▼

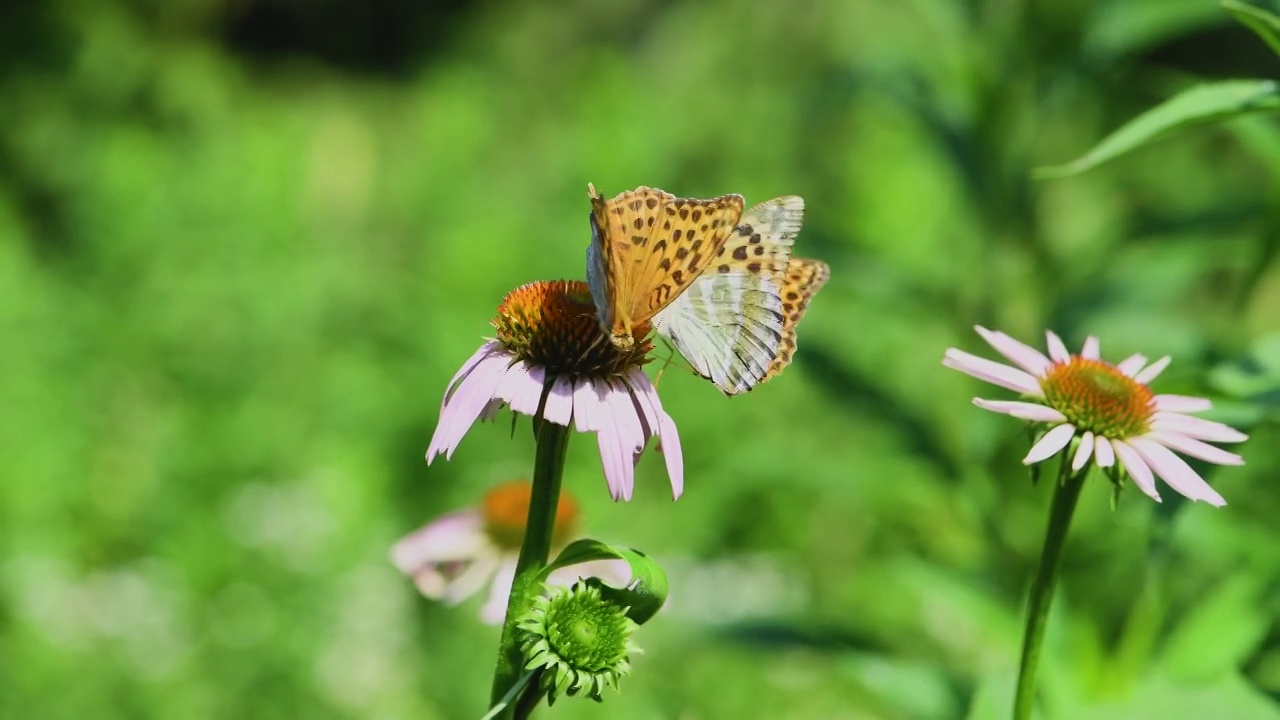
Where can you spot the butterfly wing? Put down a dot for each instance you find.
(728, 324)
(648, 246)
(804, 279)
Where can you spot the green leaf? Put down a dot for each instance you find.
(1198, 105)
(1266, 24)
(644, 595)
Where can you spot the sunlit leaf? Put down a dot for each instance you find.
(647, 591)
(1198, 105)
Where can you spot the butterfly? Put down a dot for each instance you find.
(647, 249)
(805, 277)
(731, 322)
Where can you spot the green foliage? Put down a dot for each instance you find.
(233, 286)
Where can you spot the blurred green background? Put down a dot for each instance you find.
(245, 244)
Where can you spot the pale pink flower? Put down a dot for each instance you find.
(551, 356)
(456, 555)
(1104, 413)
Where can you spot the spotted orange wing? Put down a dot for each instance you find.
(804, 279)
(648, 246)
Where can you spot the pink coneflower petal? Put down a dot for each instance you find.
(469, 401)
(993, 373)
(1091, 350)
(1054, 441)
(485, 350)
(1152, 370)
(1175, 472)
(494, 610)
(560, 401)
(1137, 469)
(1057, 350)
(1182, 404)
(528, 388)
(1196, 449)
(1102, 452)
(1022, 410)
(1083, 451)
(1132, 364)
(671, 451)
(1196, 428)
(1020, 354)
(586, 408)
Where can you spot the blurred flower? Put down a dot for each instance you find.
(1109, 408)
(456, 555)
(551, 359)
(580, 639)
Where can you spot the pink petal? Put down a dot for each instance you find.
(1056, 347)
(469, 401)
(560, 402)
(1020, 354)
(1132, 364)
(993, 373)
(1137, 469)
(1022, 410)
(1175, 472)
(1196, 428)
(1102, 452)
(641, 390)
(433, 554)
(528, 393)
(1048, 445)
(670, 446)
(494, 610)
(1196, 449)
(1091, 349)
(1152, 370)
(485, 350)
(586, 408)
(1083, 451)
(1182, 404)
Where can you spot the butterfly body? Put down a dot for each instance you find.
(647, 247)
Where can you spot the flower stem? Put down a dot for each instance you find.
(1065, 493)
(548, 470)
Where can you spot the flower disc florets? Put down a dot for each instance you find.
(554, 326)
(1097, 397)
(581, 641)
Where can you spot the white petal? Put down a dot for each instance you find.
(560, 401)
(1022, 354)
(993, 373)
(1196, 449)
(1104, 454)
(1132, 364)
(1091, 349)
(1056, 347)
(1083, 451)
(1175, 472)
(1152, 370)
(1022, 410)
(494, 610)
(1196, 428)
(1048, 445)
(1182, 404)
(1137, 468)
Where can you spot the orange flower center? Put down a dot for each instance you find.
(1097, 397)
(506, 509)
(553, 324)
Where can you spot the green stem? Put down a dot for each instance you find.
(548, 469)
(1065, 493)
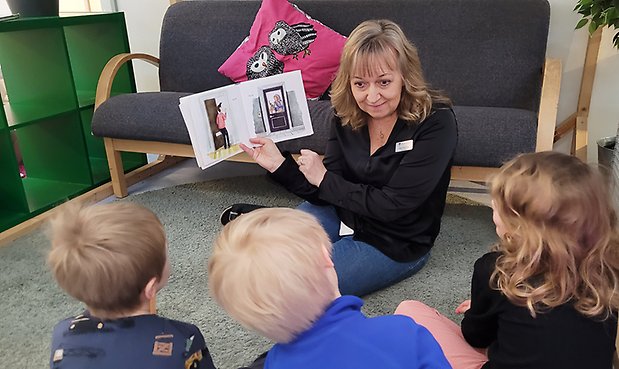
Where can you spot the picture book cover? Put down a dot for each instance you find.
(219, 119)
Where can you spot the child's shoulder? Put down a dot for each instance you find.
(85, 323)
(116, 342)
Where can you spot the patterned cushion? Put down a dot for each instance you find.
(284, 38)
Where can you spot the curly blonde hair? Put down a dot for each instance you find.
(371, 44)
(560, 243)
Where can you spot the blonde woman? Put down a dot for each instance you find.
(271, 270)
(547, 296)
(380, 191)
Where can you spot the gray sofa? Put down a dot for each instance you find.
(487, 55)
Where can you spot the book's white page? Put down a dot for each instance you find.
(219, 120)
(204, 113)
(276, 106)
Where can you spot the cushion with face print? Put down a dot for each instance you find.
(283, 38)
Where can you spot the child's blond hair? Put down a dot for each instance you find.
(104, 255)
(268, 271)
(560, 243)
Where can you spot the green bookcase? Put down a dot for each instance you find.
(51, 66)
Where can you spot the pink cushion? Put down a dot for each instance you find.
(283, 38)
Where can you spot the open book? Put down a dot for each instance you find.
(219, 119)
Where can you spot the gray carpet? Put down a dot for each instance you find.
(31, 303)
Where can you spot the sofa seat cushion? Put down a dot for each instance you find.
(490, 136)
(146, 116)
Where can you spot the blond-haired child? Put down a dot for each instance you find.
(547, 296)
(271, 270)
(113, 258)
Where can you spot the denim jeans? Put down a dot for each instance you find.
(361, 268)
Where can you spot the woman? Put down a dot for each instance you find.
(387, 163)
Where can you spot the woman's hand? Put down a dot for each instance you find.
(463, 307)
(267, 155)
(310, 164)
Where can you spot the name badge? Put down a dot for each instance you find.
(404, 146)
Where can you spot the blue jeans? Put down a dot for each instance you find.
(361, 268)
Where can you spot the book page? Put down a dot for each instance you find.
(277, 106)
(219, 120)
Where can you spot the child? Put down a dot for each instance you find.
(546, 297)
(271, 270)
(113, 258)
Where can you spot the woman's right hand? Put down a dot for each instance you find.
(267, 155)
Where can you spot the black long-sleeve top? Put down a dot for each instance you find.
(394, 198)
(558, 338)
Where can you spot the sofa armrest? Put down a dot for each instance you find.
(549, 102)
(106, 79)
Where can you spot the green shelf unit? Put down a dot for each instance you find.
(51, 66)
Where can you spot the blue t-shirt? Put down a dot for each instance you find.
(143, 341)
(345, 338)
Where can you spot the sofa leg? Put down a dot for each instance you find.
(114, 161)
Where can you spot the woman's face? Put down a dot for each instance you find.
(378, 92)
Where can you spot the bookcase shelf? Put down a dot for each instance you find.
(50, 68)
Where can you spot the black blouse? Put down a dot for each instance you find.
(394, 198)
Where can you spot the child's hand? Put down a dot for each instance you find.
(463, 307)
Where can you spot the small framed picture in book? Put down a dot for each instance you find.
(276, 108)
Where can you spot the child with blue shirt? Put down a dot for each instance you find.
(271, 270)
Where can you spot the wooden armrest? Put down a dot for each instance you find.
(106, 79)
(549, 102)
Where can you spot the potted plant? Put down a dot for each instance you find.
(601, 13)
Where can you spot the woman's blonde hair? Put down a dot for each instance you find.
(560, 243)
(370, 44)
(104, 255)
(268, 271)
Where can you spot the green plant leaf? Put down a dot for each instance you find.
(581, 23)
(592, 27)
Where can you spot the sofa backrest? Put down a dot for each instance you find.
(480, 52)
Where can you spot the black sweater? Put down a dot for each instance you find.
(560, 338)
(394, 198)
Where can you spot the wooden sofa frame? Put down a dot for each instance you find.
(547, 117)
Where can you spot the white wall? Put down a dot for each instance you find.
(565, 43)
(144, 20)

▲

**Aim of the exercise:** Give an exact reproduction of every line, leaving out any picture.

**Answer for this exercise:**
Where can you spot the butterfly wing? Put down a dot for each instance you find.
(728, 324)
(648, 246)
(804, 279)
Where can you spot the green leaf? Put down a dot for each instance you find.
(1198, 105)
(1266, 24)
(644, 595)
Where can you spot the sunlit leaf? Put down a dot for each instance you find.
(647, 591)
(1198, 105)
Where can you spot the butterfly? Put down a dot for each instance you find.
(647, 249)
(805, 277)
(731, 322)
Where can you spot the green foliage? Put down a dot for each instance you find.
(233, 286)
Where can you spot the blurred green background? Put down a dot for each instance you find.
(245, 244)
Where can you spot the pale pink flower? Put down a dot for each instance you find.
(551, 356)
(456, 555)
(1104, 413)
Where can you spot the spotted orange wing? Put down a dot for each instance you find.
(804, 279)
(648, 246)
Where can you spot the pink coneflower petal? Put down a dot for each instance you find.
(469, 401)
(993, 373)
(1091, 350)
(1054, 441)
(485, 350)
(1152, 370)
(1175, 472)
(494, 610)
(560, 401)
(1137, 469)
(1057, 350)
(1182, 404)
(528, 388)
(1196, 449)
(1102, 452)
(1022, 410)
(1083, 451)
(1132, 364)
(671, 451)
(1196, 428)
(1020, 354)
(586, 408)
Where can you spot the blurred flower? Put down a dot for each instance you find.
(1109, 408)
(456, 555)
(551, 359)
(580, 639)
Where can you spot the pink petal? Put down a dot for each instance you find.
(1056, 347)
(469, 401)
(560, 402)
(1020, 354)
(1132, 364)
(993, 373)
(1137, 469)
(1022, 410)
(1175, 472)
(1196, 428)
(1102, 452)
(641, 390)
(433, 554)
(528, 393)
(1048, 445)
(670, 446)
(494, 610)
(1196, 449)
(1091, 349)
(1152, 370)
(485, 350)
(586, 408)
(1083, 451)
(1182, 404)
Where can you spot the butterfly body? Put down a dot for each instance you find.
(647, 247)
Where can you spot the flower stem? Put down a dot for each instance you find.
(1065, 493)
(548, 470)
Where can you spot the flower disc florets? Put down a dot for each instance you find.
(554, 326)
(1097, 397)
(581, 641)
Where can you spot the white petal? Put down a dot for each instance you find.
(560, 401)
(1022, 354)
(993, 373)
(1196, 449)
(1104, 454)
(1132, 364)
(1091, 349)
(1056, 347)
(1083, 451)
(1175, 472)
(1152, 370)
(1022, 410)
(494, 610)
(1196, 428)
(1048, 445)
(1182, 404)
(1137, 468)
Where can you spot the orange flower center? Put down a dot for each instance you find.
(1097, 397)
(506, 509)
(553, 324)
Where can you spot the green stem? Put down a dot for each instance you find.
(548, 469)
(1065, 493)
Where can you spot the picture book cover? Put down a dot for each instance you find.
(219, 119)
Where can you spot the child's shoulder? Put down a dot for each instance you find.
(85, 323)
(116, 342)
Where can you spot the patterned cushion? Put down a dot for each instance you find.
(284, 38)
Where can you spot the curly blonde hair? Put down a dot for each instance you find.
(371, 44)
(560, 243)
Where can you spot the blonde woman? Put down a dot for each instance you find.
(271, 270)
(547, 296)
(380, 191)
Where can you spot the gray sofa? Put down a dot for each instance you find.
(487, 55)
Where can you spot the book's white page? Put down a dot for each instance you find.
(219, 120)
(204, 113)
(276, 106)
Where can you spot the cushion with face print? Put down a dot for each instance you find.
(283, 38)
Where can you spot the child's blond hair? Put down a dot for each instance you find.
(104, 255)
(268, 271)
(560, 243)
Where can you spot the green bookcase? Put down a dot for each instance you find.
(51, 66)
Where can you spot the pink cushion? Put down a dot for each instance you find.
(283, 38)
Where can you spot the open book? Put down a dot for each instance you find.
(219, 119)
Where can you spot the gray carpet? Put down a dot for each instance you find.
(31, 303)
Where can you spot the sofa seat cushion? Put down a dot for each instance you find.
(490, 136)
(146, 116)
Where can you spot the blond-haired child? Put down a dot for each instance you find.
(547, 296)
(271, 270)
(113, 258)
Where can you spot the denim jeans? Put down a dot for each instance you find.
(361, 268)
Where can you spot the woman? Put down a dot for each instance you find.
(387, 163)
Where can you spot the woman's hand? Put down a dot for each instance you find.
(463, 307)
(267, 155)
(310, 164)
Where can you spot the name badge? Put down a dot for each instance you find.
(404, 146)
Where can you spot the blue jeans? Put down a dot for each instance you find.
(361, 268)
Where can you spot the book page? Put down a dot for each instance you find.
(277, 106)
(219, 120)
Where can you spot the child? Put down a dot for each instance you find.
(546, 297)
(271, 270)
(113, 258)
Where can you spot the woman's right hand? Put down a dot for each instance you find.
(267, 155)
Where can you spot the black long-sleeve top? Put down a dot for each instance you find.
(394, 198)
(558, 338)
Where can you spot the sofa armrest? Put down a dot for each instance you find.
(549, 102)
(106, 79)
Where can you spot the green shelf unit? Put down a dot for each instance you find.
(51, 66)
Where can you spot the blue t-shirt? Put down a dot for each instance you find.
(143, 341)
(345, 338)
Where can you spot the sofa leg? Put down a dot for each instance you find.
(114, 161)
Where can you spot the woman's face? Put down a dot for each instance you find.
(378, 92)
Where can you spot the bookcase shelf? Put down a dot for each instance you find.
(50, 68)
Where can you spot the black blouse? Put down a dot for each instance you find.
(394, 198)
Where can you spot the child's hand? Put down a dot for each instance you find.
(463, 307)
Where can you spot the small framed picture in book? Put down a dot for each instance you find.
(276, 108)
Where can you spot the child with blue shirt? Put down a dot for each instance you find.
(271, 270)
Where can you spot the wooden armrest? Put down a dot for each instance you find.
(106, 79)
(549, 102)
Where can you spot the potted plant? Put down a dot for each instance you find.
(601, 13)
Where can you spot the woman's blonde hair? Put down a dot for each instance you find.
(560, 243)
(370, 44)
(104, 255)
(268, 271)
Where can you spot the green plant leaf? Put down a dot for each instance you find.
(581, 23)
(592, 27)
Where can you spot the sofa backrest? Put down a dot for each instance you find.
(480, 52)
Where can you spot the black sweater? Put down a dot for each instance you find.
(560, 338)
(394, 198)
Where can you spot the wooden sofa frame? Put down a dot for each instance you find.
(547, 117)
Where can you spot the white wall? Put down a dot for each instance you find.
(565, 43)
(144, 20)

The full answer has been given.